### PROBLEM DESCRIPTION:
Using the entries below, transcribe exactly the line containing "Please indicate the white ceiling" and each line that follows it to the end.

--*--

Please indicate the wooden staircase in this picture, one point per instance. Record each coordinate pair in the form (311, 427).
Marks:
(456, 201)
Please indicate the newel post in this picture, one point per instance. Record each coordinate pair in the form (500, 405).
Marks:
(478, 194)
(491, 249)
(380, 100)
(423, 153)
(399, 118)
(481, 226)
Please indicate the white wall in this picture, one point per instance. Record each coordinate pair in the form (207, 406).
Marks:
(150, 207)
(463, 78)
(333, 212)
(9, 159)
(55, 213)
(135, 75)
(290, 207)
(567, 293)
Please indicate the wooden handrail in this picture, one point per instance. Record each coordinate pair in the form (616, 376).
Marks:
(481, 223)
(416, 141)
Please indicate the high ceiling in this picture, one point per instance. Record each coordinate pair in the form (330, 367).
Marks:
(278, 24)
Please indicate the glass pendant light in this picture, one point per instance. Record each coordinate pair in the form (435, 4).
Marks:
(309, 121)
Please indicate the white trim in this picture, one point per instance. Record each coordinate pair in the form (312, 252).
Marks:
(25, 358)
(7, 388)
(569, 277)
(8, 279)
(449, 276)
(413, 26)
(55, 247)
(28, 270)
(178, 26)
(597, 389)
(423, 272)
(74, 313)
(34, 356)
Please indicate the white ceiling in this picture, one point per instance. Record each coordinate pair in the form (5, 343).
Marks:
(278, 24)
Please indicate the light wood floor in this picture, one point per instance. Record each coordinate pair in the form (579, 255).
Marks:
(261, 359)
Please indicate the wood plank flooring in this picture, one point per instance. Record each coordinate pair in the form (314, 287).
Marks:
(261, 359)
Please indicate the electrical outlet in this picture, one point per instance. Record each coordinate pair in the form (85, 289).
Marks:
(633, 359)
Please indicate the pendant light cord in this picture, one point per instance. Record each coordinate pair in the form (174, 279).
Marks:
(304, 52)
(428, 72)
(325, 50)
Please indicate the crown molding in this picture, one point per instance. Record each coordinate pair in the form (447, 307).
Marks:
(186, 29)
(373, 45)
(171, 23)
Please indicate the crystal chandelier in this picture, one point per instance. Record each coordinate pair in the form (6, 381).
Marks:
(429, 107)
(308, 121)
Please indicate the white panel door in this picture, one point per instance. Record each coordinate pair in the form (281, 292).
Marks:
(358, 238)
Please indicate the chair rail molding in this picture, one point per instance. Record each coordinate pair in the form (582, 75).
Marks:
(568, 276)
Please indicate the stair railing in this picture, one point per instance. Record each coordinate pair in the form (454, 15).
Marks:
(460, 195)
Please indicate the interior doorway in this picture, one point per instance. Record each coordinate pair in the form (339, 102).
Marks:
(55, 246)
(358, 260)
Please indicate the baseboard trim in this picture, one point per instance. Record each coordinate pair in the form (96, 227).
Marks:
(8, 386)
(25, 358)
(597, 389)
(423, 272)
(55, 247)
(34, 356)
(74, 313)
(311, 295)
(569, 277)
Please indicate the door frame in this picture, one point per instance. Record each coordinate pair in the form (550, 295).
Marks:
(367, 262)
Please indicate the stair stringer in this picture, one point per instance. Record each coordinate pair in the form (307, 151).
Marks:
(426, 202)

--*--

### PROBLEM SOLUTION:
Please indicate the white ceiling in this picture, one point per instance. Record each coordinate pair in the form (5, 343).
Marks:
(278, 24)
Please indicate the light wood floor in this picture, one point per instance. Record each coordinate pair in the form (579, 255).
Marks:
(261, 359)
Please indicate the wood plank flooring in this picture, one point per instance. Record each coordinate pair in the form (314, 287).
Marks:
(261, 359)
Please indicate the electrical outlet in this picture, one point per instance. Record each coordinate pair in the form (85, 289).
Marks:
(633, 359)
Please indicate the pendant light cord in this picture, one point per instance. Record each coordinate pair in the form (174, 279).
Marks:
(304, 52)
(428, 72)
(325, 50)
Please indicate the crown molding in this picture, one point per instance. Record each coordinate pair in the form (447, 307).
Marks:
(186, 29)
(373, 45)
(171, 23)
Please indicate the crystal chandelier in this picture, one point per instance. Record each coordinate pair in the form (6, 381).
Marks:
(429, 107)
(308, 121)
Please indicate the white panel door in this picture, one point per instance. Record each coordinate pair in the form (281, 292).
Marks:
(358, 238)
Please indicate the chair rail molding in this picture, one point per instance. Record each coordinate pair in the form (582, 75).
Marks:
(568, 276)
Please indicate the stair railing in this picture, one point per instance. Record each coordinate pair in the form (454, 15).
Marks:
(460, 195)
Please indicate the interior doorway in this picture, one point per instance. Record each coordinate pair in the form (339, 102).
Marks:
(55, 246)
(358, 260)
Please indicate the baseboard trim in this picture, one point per instance. Record each coordinate pair in the form (96, 227).
Marks:
(8, 386)
(25, 358)
(597, 389)
(423, 272)
(55, 247)
(34, 356)
(74, 313)
(311, 295)
(569, 277)
Please indicate the door frame in this picture, one point per instance. Record each coordinate pair in the form (550, 295).
Marks:
(367, 262)
Please indicate the stair stringer in this picture, one point per instance. Record each coordinate pair in the form (307, 151).
Marks:
(426, 202)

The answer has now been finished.